ДАННЫЙ ОТРЫВОК:
• • • • • • •
Г. Андреев

"СТАЛИНГРАДСКИЕ ПИСЬМА"

 

…В следующий раз я попал в Сталинград уже во время войны, в начале 1942 года. Я ехал с Урала на Северный Кавказ, с заездом в Сталинград. До Саратова добрался благополучно, но в Саратове застрял. Четыре дня ожидал поезда на Ртищево, чтобы там пересесть на Поворино, а оттуда на Сталинград: прямого пути из Саратова на Сталинград, как известно, нет. Еще до революции решено было вести ветку с Владимировым, на линии Саратов - Астрахань, на Сталинград, но за время советской власти так, до самой войны, ее и не удосужились построить.
Тысячи военных и гражданских сидели в Саратове на вокзале и не могли выехать на запад: не было поездов. Говорили, что в Ртищево и Поворино еще хуже: там можно просидеть и по месяцу.
В измученной, голодной толпе пассажиров краем уха я услышал, что ветку Владимировка - Сталинград, в связи с войной, спешно провели. И я выехал на Владимировну.
• • • • • • •
ПИСЬМЕННОЕ ЗАДАНИЕ: Воспроизведите полностью и без изменений отрывок о поездке в Сталинград в начале 1942 года.

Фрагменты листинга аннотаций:
• • • • • • •
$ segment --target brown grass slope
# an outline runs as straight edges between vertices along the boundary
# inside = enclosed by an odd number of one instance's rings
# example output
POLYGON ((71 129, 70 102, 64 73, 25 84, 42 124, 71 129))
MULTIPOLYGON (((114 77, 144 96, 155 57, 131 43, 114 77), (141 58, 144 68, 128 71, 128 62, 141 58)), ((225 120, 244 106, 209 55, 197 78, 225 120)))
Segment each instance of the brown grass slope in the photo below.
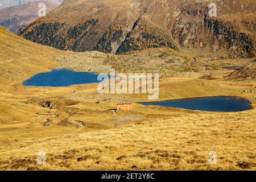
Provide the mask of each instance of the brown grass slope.
POLYGON ((225 78, 230 80, 255 80, 256 79, 256 63, 249 64, 240 68, 225 78))
POLYGON ((32 75, 49 71, 53 57, 65 53, 20 38, 0 26, 0 78, 20 82, 32 75))
MULTIPOLYGON (((122 71, 118 63, 130 67, 134 57, 140 59, 141 67, 136 71, 145 71, 150 65, 143 63, 142 53, 127 57, 109 55, 109 58, 97 52, 71 54, 25 40, 2 27, 0 43, 1 170, 256 169, 255 109, 234 113, 193 112, 145 108, 135 104, 135 110, 114 114, 108 110, 117 102, 146 101, 147 96, 101 95, 95 84, 55 88, 22 85, 33 75, 58 65, 86 70, 90 65, 89 61, 94 60, 102 67, 109 65, 108 61, 122 71), (126 63, 126 59, 131 60, 126 63), (47 118, 52 119, 51 125, 43 127, 47 118), (38 164, 40 151, 46 153, 45 165, 38 164), (210 151, 217 152, 216 165, 209 164, 210 151)), ((174 57, 173 50, 163 55, 161 51, 147 50, 144 53, 153 66, 167 61, 167 65, 175 64, 179 68, 179 62, 186 61, 174 57)), ((229 73, 211 71, 208 73, 220 78, 229 73)), ((159 86, 162 100, 227 95, 247 98, 255 106, 255 81, 174 75, 162 78, 159 86)))

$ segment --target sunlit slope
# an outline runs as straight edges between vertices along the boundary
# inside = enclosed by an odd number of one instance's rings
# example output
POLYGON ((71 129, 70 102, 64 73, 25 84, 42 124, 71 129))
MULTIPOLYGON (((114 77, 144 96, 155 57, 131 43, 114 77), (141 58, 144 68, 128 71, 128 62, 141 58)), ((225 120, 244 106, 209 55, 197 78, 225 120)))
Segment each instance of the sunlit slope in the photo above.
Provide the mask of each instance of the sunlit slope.
POLYGON ((16 36, 0 26, 0 80, 21 82, 54 66, 53 57, 64 53, 16 36))

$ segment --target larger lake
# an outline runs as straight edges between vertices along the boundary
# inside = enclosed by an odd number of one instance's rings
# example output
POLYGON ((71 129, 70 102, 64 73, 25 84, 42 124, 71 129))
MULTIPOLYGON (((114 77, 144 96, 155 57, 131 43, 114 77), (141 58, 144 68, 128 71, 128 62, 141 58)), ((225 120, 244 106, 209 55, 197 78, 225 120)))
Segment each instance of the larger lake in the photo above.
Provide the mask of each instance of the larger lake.
POLYGON ((31 86, 64 87, 72 85, 98 83, 97 74, 79 72, 69 69, 53 69, 39 73, 25 81, 23 85, 31 86))
POLYGON ((148 106, 162 106, 208 111, 237 112, 251 109, 250 102, 234 97, 211 97, 141 102, 148 106))

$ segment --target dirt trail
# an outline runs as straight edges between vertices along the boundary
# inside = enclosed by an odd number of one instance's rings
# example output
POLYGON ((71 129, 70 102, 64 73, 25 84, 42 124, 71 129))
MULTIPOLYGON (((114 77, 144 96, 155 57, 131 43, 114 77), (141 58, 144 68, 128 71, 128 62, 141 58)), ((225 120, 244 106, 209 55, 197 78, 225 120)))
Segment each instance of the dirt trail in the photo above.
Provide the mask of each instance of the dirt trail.
POLYGON ((71 122, 75 125, 79 125, 79 127, 77 128, 77 129, 79 129, 79 130, 81 130, 82 129, 83 129, 84 127, 84 125, 82 125, 82 124, 79 123, 78 122, 77 122, 76 121, 71 121, 71 122))
POLYGON ((113 120, 107 121, 106 122, 114 124, 116 126, 131 124, 130 120, 141 120, 146 118, 143 115, 125 115, 115 117, 113 120))

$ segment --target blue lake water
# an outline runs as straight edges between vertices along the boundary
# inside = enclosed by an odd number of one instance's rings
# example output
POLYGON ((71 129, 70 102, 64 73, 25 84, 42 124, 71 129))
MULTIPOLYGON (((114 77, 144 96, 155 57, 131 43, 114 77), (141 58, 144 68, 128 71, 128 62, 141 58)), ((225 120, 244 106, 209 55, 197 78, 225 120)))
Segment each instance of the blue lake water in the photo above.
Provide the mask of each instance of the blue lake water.
POLYGON ((252 109, 250 102, 235 97, 192 98, 139 104, 208 111, 237 112, 252 109))
POLYGON ((64 87, 72 85, 98 83, 98 74, 79 72, 69 69, 53 69, 39 73, 25 81, 23 85, 30 86, 64 87))

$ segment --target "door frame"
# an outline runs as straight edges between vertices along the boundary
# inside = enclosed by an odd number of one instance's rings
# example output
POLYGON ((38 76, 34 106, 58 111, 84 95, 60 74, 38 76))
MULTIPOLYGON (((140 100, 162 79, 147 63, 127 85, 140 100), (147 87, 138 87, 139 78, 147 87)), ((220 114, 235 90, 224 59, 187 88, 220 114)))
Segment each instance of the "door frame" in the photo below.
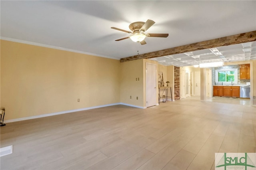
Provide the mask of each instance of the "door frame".
MULTIPOLYGON (((158 91, 157 90, 158 89, 158 83, 157 83, 157 76, 158 76, 158 74, 157 74, 157 65, 156 64, 154 64, 154 63, 146 63, 146 67, 145 67, 145 72, 146 72, 146 88, 145 88, 145 95, 146 95, 146 97, 145 97, 145 103, 146 103, 146 107, 150 107, 151 106, 153 106, 154 105, 158 105, 158 95, 158 95, 158 91), (150 105, 149 106, 149 105, 148 105, 147 103, 147 101, 148 101, 148 98, 147 98, 148 96, 149 96, 149 95, 148 95, 148 91, 147 91, 147 89, 148 88, 148 83, 147 83, 147 80, 148 79, 148 74, 147 73, 147 68, 148 67, 148 65, 154 65, 154 66, 155 66, 155 74, 156 74, 156 76, 155 76, 155 83, 154 83, 155 85, 155 87, 154 87, 154 89, 155 89, 155 102, 154 103, 154 105, 150 105)), ((154 80, 153 80, 154 81, 154 80)))

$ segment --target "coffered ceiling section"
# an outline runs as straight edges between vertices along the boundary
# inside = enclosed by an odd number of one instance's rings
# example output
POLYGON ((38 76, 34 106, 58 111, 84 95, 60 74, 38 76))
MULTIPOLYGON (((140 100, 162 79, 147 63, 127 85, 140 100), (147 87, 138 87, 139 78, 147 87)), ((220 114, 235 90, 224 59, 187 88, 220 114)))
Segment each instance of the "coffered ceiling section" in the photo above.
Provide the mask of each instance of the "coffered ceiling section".
POLYGON ((200 63, 256 59, 256 42, 151 58, 164 65, 183 67, 200 63))

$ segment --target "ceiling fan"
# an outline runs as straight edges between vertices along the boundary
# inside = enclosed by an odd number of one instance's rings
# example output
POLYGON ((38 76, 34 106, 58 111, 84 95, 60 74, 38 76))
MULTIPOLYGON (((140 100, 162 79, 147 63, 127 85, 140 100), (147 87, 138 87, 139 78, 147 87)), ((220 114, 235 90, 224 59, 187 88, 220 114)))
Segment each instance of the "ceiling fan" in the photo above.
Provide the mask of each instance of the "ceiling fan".
POLYGON ((155 23, 154 21, 150 20, 148 20, 146 22, 133 22, 129 26, 129 28, 132 32, 116 27, 111 27, 111 28, 133 34, 130 37, 116 40, 116 41, 120 41, 130 38, 134 42, 139 42, 141 45, 144 45, 147 43, 144 40, 146 37, 166 38, 169 36, 168 34, 145 34, 145 32, 155 23))

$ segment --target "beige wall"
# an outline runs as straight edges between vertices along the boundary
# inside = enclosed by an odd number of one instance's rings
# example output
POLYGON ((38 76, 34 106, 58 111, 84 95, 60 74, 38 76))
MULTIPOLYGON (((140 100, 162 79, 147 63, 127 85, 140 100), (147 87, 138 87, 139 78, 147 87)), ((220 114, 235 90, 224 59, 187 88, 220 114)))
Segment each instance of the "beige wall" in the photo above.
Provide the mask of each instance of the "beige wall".
POLYGON ((121 103, 144 107, 144 63, 143 59, 121 63, 121 103), (138 80, 138 78, 140 80, 138 80), (132 97, 131 99, 130 96, 132 97))
MULTIPOLYGON (((256 60, 252 60, 252 61, 251 66, 252 66, 252 72, 254 76, 252 77, 251 75, 251 81, 252 81, 253 83, 253 89, 252 89, 252 96, 253 97, 256 96, 256 60)), ((251 73, 251 75, 252 75, 252 73, 251 73)), ((252 88, 251 88, 251 89, 252 88)), ((252 105, 256 106, 256 99, 253 99, 252 100, 252 105)))
POLYGON ((118 60, 2 40, 0 49, 5 120, 120 102, 118 60))
MULTIPOLYGON (((166 66, 166 81, 170 81, 168 83, 168 86, 170 86, 172 89, 172 99, 174 99, 174 65, 170 65, 166 66)), ((170 95, 168 95, 170 96, 170 95)), ((171 99, 168 99, 170 100, 171 99)))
• • • • • • •
ПОЛНЫЙ ОТВЕТ:
Г. Андреев

"СТАЛИНГРАДСКИЕ ПИСЬМА"

 

…В следующий раз я попал в Сталинград уже во время войны, в начале 1942 года. Я ехал с Урала на Северный Кавказ, с заездом в Сталинград. До Саратова добрался благополучно, но в Саратове застрял. Четыре дня ожидал поезда на Ртищево, чтобы там пересесть на Поворино, а оттуда на Сталинград: прямого пути из Саратова на Сталинград, как известно, нет. Еще до революции решено было вести ветку с Владимировым, на линии Саратов - Астрахань, на Сталинград, но за время советской власти так, до самой войны, ее и не удосужились построить.
Тысячи военных и гражданских сидели в Саратове на вокзале и не могли выехать на запад: не было поездов. Говорили, что в Ртищево и Поворино еще хуже: там можно просидеть и по месяцу.
В измученной, голодной толпе пассажиров краем уха я услышал, что ветку Владимировка - Сталинград, в связи с войной, спешно провели. И я выехал на Владимировну.